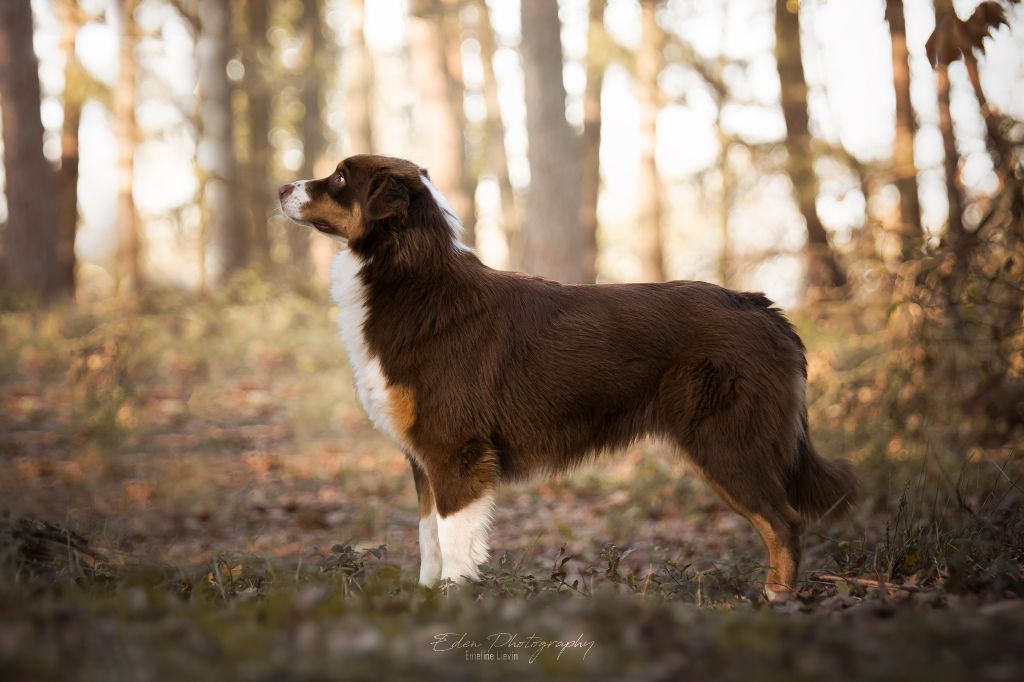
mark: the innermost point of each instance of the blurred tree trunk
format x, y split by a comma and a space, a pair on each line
76, 80
552, 239
823, 268
217, 157
725, 202
258, 183
904, 170
31, 237
358, 81
129, 248
451, 27
648, 66
438, 122
994, 139
954, 231
496, 154
590, 158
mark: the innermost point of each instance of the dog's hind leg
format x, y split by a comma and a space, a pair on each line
766, 507
430, 553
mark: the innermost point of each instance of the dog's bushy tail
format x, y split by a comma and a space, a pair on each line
820, 488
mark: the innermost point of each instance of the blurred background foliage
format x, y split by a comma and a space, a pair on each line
173, 387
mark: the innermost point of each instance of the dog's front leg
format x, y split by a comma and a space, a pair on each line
463, 535
430, 553
464, 485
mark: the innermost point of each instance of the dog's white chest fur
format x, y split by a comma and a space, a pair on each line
349, 293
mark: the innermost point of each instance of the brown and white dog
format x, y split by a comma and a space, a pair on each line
482, 376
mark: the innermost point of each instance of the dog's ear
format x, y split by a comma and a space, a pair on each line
387, 197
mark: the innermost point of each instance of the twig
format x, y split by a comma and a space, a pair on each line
866, 582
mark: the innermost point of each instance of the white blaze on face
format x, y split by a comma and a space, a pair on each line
296, 201
430, 551
464, 539
450, 215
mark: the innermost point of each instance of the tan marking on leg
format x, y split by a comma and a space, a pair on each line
402, 408
779, 531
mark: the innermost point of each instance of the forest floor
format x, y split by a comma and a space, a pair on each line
235, 515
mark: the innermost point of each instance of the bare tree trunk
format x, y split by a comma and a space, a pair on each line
258, 184
552, 239
226, 224
823, 268
953, 195
439, 113
31, 237
358, 81
451, 28
75, 78
906, 128
129, 249
648, 66
496, 155
590, 158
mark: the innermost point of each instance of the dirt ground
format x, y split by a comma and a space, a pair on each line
239, 517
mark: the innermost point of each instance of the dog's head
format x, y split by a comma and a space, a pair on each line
368, 200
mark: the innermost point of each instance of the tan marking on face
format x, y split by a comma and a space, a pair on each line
347, 223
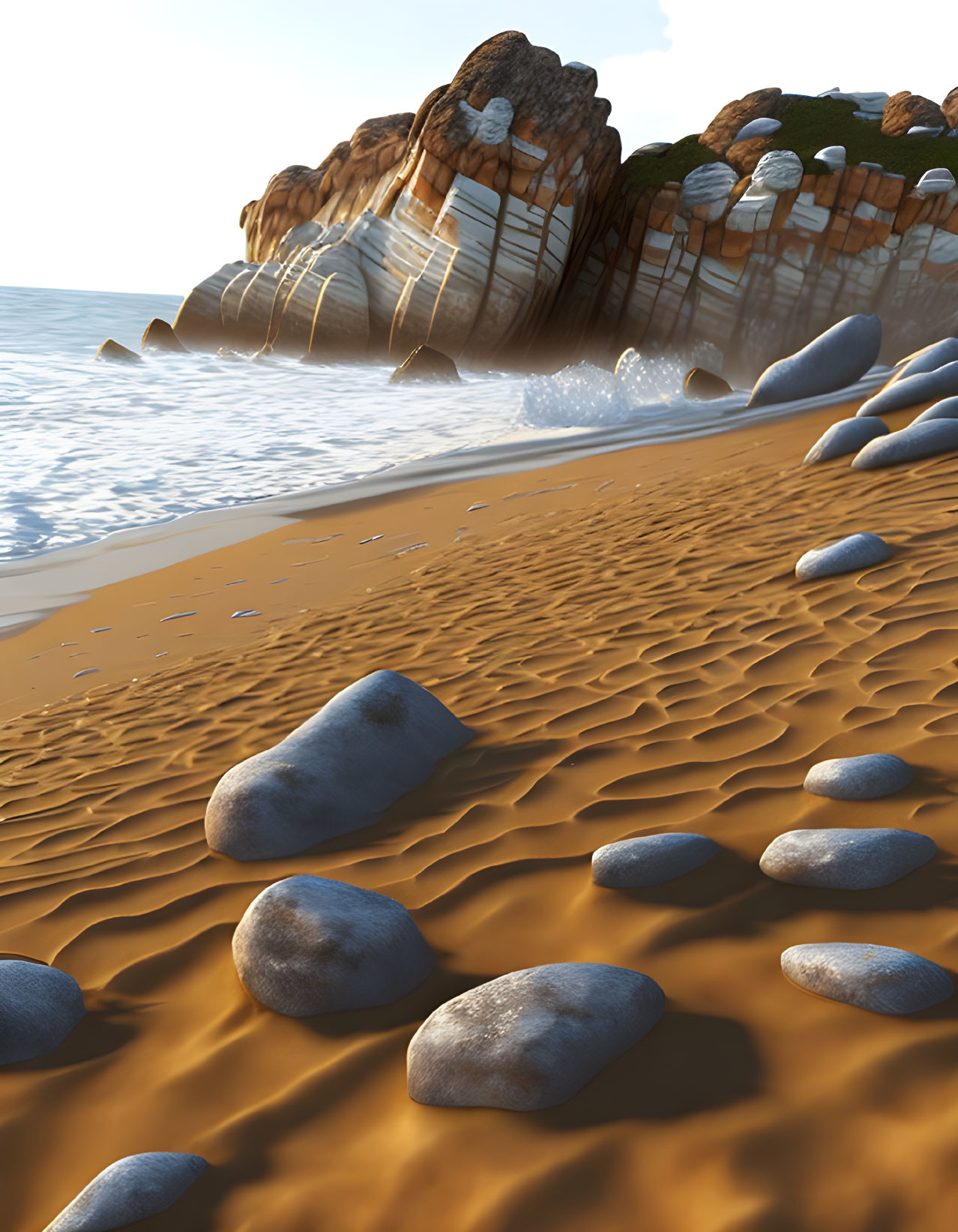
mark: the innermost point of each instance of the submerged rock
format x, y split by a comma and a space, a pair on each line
116, 352
159, 335
337, 772
531, 1039
702, 386
845, 436
875, 977
919, 440
128, 1190
308, 946
425, 364
651, 859
846, 555
945, 409
864, 778
906, 391
40, 1006
835, 358
845, 859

....

• The problem: Please transcribe the material above exactly as written. Leave the pictures out.

• Solution below:
mark: the innermost point of each instance of the blurred tree trunk
format x, y split by a comma and a space, a pair on each line
76, 80
552, 239
823, 268
217, 157
725, 202
258, 183
904, 170
31, 237
358, 81
129, 248
451, 27
648, 66
438, 122
994, 139
954, 231
496, 154
590, 158
mark: the innermost point of each instance of the dog's hind leg
format x, y split by a comma and a space, a pair on each line
766, 507
430, 553
mark: the innermost point of each instance of the dog's bushy tail
format x, y split by a comma and a space, a pair on each line
820, 488
mark: the innermost point of each instance of the blurred background foliage
format x, y split by a comma and a space, a pair on each line
173, 387
mark: the innermost point of each instance of the dog's front leg
format x, y split by a comma and a space, a pair on each line
463, 535
430, 553
464, 485
mark: the innermost point of each instance of the dog's white chest fur
format x, y split by a comma and a space, a pair on each line
349, 293
mark: the innermost point of each instance of the brown and white dog
format x, y split by a comma and a space, a pair on each line
482, 376
mark: the innermost point of each instance of the dog's ear
format x, y split by a comma and a space, a pair on each line
387, 197
mark: the innermost point of each instance of the twig
format x, y split by a comma and a space, a pair on each line
866, 582
mark: the innermost point of each instance of the white blaze on face
format x, y split by a comma and a space, a pair on each line
296, 201
430, 551
464, 539
450, 215
mark: the innermost point of each instance of the tan marking on leg
format x, y split by a comma and a space, a pair on each line
402, 408
779, 531
mark: the innermost point of each instance of the forest floor
format x, y split by a comma and a space, a pair on each line
235, 515
mark: the innermost point of each instance of the bare tree trunk
format x, y split by a comma and a space, a pair on each line
258, 184
552, 239
226, 224
823, 268
953, 195
439, 113
31, 237
358, 81
451, 28
75, 78
906, 128
129, 249
648, 66
496, 155
590, 158
mark: the innermost point of each instance of the dirt ground
format x, y split by a comma and a space, a pair on each line
239, 517
mark: the innermost point of each instance of the dog's head
format x, y split by a comma and a space, a pair on each line
368, 200
mark: the innermost point of each instance of the tan marking on face
format x, y split by a comma and a space, a pair on each line
347, 223
mark: the innermost point of each instance of the submerged rock
format x, y split by a comma and a space, a pair on each line
116, 352
159, 335
337, 772
531, 1039
702, 386
845, 436
875, 977
919, 440
128, 1190
308, 946
425, 364
651, 859
846, 555
945, 409
864, 778
906, 391
40, 1006
835, 358
845, 859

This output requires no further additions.